Cabin fever: Why the humble garden shed is having a moment

Lockdown has unlocked possibilities for turning the garden shed into a useful retreat

FROM SHEBEEN TO STUDIO, BUSINESS HQ TO WRITER'S RETREAT, LOCKDOWN HAS UNDERLINED HOW THERE'S A SHEDLOAD OF INSPIRATION TO BE FOUND AT THE BOTTOM OF THE GARDEN

It's a place of clutter, a fertile breeding ground for fungi and festoons of cobwebs, somewhere to dump half-used cans of paint and your rusty lawnmower. Or it's a retreat, a special spot, your own private world and a world unto itself. The fact is, the humble garden shed has the potential to be pretty much anything you care to make it. As the Men's Shed movement (menssheds.ie) proves, the shed offers the ideal spot for getting away from daily life, as well as for finding and doing something new – all of which can be vital for good mental health.

Requirement A:
Name every use for the garden shed that the subheading of the article about garden sheds lists.

Supplied material:
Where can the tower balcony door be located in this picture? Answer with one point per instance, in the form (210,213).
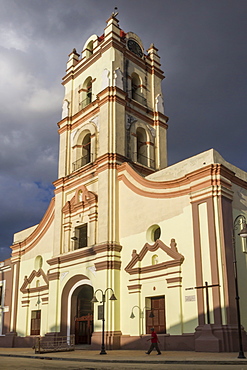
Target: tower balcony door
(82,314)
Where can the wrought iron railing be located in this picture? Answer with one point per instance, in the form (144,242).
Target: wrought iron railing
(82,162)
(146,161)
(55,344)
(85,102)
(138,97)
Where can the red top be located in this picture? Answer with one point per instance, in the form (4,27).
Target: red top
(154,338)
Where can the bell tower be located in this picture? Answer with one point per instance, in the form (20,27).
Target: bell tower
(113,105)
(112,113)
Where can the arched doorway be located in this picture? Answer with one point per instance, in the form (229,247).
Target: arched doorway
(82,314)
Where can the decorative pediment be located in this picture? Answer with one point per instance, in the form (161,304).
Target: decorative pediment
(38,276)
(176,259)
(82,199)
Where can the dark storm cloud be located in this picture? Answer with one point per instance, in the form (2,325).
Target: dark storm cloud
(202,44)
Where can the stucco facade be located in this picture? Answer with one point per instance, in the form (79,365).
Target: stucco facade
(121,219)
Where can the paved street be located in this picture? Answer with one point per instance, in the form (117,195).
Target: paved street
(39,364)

--

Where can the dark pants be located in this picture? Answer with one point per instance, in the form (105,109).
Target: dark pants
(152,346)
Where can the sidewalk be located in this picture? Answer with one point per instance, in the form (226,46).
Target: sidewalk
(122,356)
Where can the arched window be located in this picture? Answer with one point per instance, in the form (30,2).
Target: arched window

Requirement B:
From the listing, write out the lines from the one with "Where can the sidewalk" up to and including the one with "Target: arched window".

Exercise response A:
Shebeen, studio, business HQ, writer's retreat

Exercise response B:
Where can the sidewalk be located in this picture? Answer with one point per instance, in the form (226,46).
Target: sidewalk
(122,356)
Where can the arched window be located in this picture? Answer with one point per instance, in the form (30,2).
Target: arched window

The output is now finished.